-------- TEKS YANG DIBERIKAN
Jakarta. Detasement Khusus 88 (Densus 88) Kepolisian
Republik Indonesia (Polri) disinyalir telah melakukan berbagai
kesalahan dalam penanganan perampokan Bank CIMB Niaga Medan yang terjadi
pada 18 Agustus lalu. Hal ini terungkap dalam acara Halqah Islam dan
Peradaban (HIP) ke-24 dengan tema Mengungkap Investigasi Kasus Medan, Kebrutalan Densus 88, Kamis (18/11) siang di Wisma Antara, Jakarta.
“Telah terjadi salah gerebek, salah tangkap, salah tembak, dan salah
opini.” simpul Harits Abu Ulya, Ketua Tim Investigator Kasus Medan,
dihadapan sekitar 150 peserta yang hadir pada acara talkshow yang
diselenggarakan Hizbut Tahrir Indonesia (HTI) sebulan sekali itu.
----------------
-------- CUPLIKAN DATA
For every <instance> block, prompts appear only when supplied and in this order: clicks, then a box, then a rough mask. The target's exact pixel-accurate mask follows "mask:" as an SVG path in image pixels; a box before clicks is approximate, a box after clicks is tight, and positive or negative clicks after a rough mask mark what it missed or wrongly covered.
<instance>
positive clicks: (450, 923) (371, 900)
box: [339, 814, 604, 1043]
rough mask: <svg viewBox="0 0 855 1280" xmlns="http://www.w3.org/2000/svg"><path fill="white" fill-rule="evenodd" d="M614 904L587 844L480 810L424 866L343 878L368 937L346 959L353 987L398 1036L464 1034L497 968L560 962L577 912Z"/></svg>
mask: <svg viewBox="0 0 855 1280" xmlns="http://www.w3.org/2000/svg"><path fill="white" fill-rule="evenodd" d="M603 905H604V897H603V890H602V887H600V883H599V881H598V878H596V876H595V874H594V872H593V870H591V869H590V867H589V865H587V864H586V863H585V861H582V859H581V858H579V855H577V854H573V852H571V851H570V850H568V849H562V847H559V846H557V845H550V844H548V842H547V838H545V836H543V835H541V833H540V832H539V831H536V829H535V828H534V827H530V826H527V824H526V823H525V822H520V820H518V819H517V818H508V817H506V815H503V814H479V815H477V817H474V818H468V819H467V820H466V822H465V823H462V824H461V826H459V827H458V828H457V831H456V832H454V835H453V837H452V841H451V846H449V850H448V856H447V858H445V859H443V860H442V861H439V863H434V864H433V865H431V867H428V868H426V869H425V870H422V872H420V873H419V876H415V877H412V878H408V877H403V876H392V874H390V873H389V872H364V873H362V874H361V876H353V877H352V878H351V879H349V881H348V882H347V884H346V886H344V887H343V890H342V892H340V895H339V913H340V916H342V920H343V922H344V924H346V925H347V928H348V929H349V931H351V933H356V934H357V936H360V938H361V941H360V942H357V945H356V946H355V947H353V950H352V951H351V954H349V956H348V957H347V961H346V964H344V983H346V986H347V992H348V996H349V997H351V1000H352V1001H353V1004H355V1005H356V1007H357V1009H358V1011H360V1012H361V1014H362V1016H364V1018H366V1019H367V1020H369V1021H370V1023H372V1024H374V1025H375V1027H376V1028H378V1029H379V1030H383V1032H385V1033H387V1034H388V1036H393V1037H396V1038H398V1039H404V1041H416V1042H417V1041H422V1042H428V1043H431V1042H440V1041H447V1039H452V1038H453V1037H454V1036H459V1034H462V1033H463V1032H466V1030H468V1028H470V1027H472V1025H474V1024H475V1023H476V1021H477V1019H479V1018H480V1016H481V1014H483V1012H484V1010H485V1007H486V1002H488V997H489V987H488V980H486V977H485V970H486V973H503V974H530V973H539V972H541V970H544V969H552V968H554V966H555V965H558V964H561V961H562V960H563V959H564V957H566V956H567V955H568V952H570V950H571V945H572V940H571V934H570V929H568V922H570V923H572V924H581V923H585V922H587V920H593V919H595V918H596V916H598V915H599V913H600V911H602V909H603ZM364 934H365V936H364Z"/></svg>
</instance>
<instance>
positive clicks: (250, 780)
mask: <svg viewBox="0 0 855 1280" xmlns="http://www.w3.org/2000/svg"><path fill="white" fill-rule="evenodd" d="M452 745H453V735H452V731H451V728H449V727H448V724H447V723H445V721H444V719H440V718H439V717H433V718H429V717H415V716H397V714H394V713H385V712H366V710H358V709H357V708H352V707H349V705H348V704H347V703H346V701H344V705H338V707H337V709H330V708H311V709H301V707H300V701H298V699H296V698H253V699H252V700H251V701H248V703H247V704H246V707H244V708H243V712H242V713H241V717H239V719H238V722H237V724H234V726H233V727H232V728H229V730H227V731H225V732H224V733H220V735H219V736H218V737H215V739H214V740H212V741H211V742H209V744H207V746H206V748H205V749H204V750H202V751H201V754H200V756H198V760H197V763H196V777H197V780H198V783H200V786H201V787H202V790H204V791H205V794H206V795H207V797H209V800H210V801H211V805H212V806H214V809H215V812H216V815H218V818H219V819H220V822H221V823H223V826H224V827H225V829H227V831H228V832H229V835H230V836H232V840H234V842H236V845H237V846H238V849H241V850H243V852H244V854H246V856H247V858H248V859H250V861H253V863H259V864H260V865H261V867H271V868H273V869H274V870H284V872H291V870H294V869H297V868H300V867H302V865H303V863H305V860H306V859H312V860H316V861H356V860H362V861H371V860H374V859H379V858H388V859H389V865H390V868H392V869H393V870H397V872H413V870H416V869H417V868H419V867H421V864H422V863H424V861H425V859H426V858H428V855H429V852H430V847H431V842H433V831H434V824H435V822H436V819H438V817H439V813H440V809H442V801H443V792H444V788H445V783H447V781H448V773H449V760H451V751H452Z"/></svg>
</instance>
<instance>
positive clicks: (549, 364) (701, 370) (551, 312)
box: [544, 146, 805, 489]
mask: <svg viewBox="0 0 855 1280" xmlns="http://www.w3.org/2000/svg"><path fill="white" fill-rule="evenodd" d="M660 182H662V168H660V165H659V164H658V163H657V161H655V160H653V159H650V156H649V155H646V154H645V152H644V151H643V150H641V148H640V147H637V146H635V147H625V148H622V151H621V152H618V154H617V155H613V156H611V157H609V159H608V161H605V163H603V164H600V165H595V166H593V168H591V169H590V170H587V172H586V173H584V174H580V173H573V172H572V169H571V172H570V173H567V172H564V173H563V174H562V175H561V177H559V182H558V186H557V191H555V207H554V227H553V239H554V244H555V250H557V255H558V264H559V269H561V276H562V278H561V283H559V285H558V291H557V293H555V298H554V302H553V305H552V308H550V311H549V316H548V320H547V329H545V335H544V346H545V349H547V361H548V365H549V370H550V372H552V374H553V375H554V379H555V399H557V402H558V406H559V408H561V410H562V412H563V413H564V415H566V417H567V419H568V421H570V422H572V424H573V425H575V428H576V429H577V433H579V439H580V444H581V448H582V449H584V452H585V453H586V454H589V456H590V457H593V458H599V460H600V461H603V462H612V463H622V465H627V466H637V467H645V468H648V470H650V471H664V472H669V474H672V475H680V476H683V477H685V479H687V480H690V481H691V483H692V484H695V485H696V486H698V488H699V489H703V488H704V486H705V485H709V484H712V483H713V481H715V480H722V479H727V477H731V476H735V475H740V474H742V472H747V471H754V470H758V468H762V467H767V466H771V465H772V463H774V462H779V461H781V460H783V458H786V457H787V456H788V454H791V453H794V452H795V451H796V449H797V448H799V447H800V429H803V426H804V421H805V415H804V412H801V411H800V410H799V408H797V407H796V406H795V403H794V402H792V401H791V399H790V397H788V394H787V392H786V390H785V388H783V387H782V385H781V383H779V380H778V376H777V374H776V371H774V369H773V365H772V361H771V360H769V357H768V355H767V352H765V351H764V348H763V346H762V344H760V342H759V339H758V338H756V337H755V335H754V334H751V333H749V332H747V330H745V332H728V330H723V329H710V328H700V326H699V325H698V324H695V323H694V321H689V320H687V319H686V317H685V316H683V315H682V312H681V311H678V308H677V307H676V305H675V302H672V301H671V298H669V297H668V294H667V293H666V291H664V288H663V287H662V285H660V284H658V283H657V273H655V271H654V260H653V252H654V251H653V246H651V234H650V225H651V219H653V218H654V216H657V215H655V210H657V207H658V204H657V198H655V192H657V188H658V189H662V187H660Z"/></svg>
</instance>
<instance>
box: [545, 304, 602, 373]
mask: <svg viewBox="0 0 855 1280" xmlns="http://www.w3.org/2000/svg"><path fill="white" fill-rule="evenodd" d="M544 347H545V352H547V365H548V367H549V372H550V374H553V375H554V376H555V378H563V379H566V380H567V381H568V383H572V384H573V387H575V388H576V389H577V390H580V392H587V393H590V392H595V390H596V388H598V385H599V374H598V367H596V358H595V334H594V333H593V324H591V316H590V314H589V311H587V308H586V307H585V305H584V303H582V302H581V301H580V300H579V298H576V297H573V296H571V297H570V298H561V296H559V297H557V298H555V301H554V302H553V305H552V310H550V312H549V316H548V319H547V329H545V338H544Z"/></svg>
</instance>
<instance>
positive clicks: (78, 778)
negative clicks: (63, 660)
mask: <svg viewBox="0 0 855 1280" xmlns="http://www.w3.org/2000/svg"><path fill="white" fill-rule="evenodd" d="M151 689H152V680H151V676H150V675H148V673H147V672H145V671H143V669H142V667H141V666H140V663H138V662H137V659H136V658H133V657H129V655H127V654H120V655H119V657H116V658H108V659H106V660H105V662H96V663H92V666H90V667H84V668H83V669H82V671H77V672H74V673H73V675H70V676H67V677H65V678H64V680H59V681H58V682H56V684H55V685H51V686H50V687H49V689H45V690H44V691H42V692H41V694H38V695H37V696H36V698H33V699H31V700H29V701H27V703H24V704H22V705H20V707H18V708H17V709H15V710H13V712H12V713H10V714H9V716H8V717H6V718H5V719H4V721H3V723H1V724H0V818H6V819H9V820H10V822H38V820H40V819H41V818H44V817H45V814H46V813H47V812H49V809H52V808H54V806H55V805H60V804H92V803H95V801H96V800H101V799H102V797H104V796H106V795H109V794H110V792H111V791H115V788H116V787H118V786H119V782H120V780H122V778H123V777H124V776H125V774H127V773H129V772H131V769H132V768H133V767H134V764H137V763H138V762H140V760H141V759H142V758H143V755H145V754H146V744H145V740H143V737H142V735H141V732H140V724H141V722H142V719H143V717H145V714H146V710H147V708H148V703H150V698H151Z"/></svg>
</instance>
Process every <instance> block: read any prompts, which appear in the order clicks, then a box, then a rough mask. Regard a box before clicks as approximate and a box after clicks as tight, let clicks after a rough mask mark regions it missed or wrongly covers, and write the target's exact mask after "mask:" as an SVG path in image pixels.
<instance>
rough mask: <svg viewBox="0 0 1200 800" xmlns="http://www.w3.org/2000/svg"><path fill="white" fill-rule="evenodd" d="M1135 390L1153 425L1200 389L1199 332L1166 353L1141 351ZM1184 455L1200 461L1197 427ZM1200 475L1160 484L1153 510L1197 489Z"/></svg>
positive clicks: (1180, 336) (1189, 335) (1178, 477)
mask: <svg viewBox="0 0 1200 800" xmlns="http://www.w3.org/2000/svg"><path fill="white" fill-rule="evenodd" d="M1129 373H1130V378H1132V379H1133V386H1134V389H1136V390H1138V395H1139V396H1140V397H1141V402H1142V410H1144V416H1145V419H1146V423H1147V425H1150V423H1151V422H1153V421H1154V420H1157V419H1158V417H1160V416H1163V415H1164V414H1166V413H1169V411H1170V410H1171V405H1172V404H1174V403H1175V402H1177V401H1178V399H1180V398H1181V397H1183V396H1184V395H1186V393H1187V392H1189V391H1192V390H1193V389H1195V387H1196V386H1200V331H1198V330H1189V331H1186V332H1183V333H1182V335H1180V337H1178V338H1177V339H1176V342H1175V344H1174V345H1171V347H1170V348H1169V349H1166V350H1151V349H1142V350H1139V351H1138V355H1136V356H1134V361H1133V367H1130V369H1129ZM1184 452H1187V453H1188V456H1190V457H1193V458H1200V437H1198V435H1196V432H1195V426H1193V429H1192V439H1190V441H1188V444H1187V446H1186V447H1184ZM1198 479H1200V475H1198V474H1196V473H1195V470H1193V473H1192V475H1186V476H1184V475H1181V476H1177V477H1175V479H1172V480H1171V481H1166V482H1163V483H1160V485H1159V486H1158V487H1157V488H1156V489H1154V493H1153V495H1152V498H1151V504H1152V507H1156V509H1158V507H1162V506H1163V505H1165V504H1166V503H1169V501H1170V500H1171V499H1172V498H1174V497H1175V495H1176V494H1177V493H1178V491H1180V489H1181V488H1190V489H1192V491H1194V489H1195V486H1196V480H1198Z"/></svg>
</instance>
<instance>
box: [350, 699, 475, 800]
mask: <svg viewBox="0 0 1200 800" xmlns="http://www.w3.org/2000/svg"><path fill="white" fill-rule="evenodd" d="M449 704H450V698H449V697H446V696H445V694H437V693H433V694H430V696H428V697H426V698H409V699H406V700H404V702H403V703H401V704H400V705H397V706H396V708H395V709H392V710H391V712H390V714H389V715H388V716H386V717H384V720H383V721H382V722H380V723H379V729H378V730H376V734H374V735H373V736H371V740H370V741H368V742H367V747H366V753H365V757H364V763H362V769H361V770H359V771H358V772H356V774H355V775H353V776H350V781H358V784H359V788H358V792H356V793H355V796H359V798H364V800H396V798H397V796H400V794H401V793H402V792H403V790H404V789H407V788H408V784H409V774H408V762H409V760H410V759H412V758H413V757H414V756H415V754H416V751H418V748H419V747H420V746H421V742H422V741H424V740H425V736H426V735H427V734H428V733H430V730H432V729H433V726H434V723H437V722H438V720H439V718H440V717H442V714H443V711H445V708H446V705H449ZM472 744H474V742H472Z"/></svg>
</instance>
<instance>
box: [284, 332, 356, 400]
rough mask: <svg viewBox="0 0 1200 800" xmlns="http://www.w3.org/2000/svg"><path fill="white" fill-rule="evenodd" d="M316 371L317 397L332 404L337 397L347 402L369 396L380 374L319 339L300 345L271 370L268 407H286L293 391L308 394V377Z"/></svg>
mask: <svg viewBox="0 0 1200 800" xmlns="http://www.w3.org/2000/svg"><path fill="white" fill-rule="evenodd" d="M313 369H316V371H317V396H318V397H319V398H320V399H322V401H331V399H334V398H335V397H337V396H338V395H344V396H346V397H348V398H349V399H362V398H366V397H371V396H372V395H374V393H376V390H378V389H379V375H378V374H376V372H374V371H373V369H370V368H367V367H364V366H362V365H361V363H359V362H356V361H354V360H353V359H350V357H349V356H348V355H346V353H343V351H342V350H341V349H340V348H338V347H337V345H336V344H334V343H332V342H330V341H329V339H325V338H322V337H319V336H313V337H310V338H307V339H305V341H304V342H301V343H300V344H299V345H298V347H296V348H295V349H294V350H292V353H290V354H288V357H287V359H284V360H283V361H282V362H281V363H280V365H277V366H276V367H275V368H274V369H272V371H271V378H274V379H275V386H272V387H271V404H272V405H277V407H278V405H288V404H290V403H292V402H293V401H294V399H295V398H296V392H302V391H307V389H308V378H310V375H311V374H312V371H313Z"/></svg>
----------------
Dalam teks tentang perampokan Bank CIMB Niaga Medan, siapa yang menjabat sebagai Ketua Tim Investigator Kasus Medan?

Harits Abu Ulya.